(GOAL OF THE EXERCISE) Restate every entry verbatim; drop the pictures.
────────────────
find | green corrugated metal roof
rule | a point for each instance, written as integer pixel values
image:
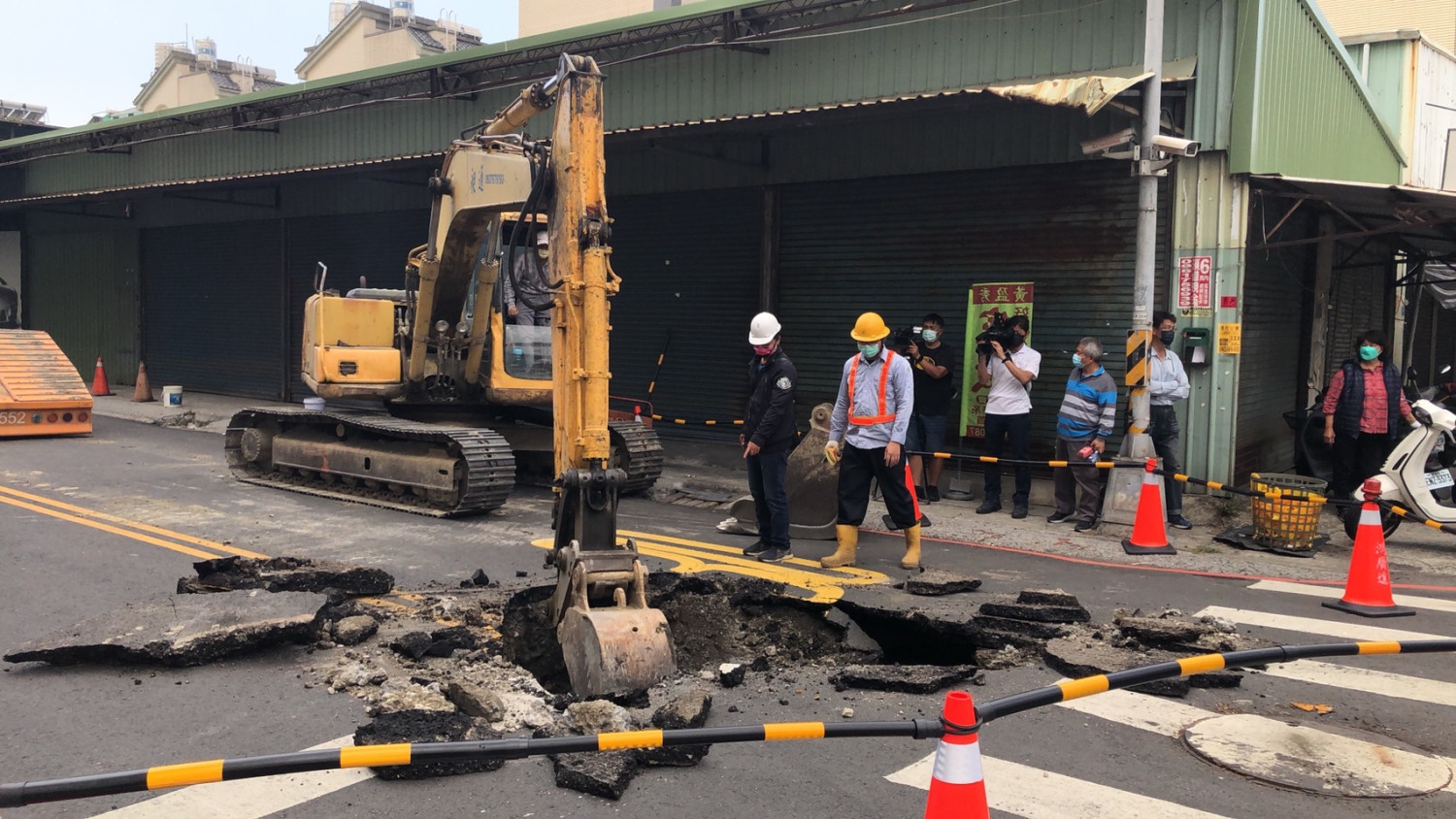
(1301, 107)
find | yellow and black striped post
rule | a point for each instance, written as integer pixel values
────────────────
(RESPONSE)
find | green corrugated metal roof
rule | a point for each instance, written as integer pixel values
image:
(1301, 107)
find | yellow and black striped post
rule | a point for each instance, written as integer pixel values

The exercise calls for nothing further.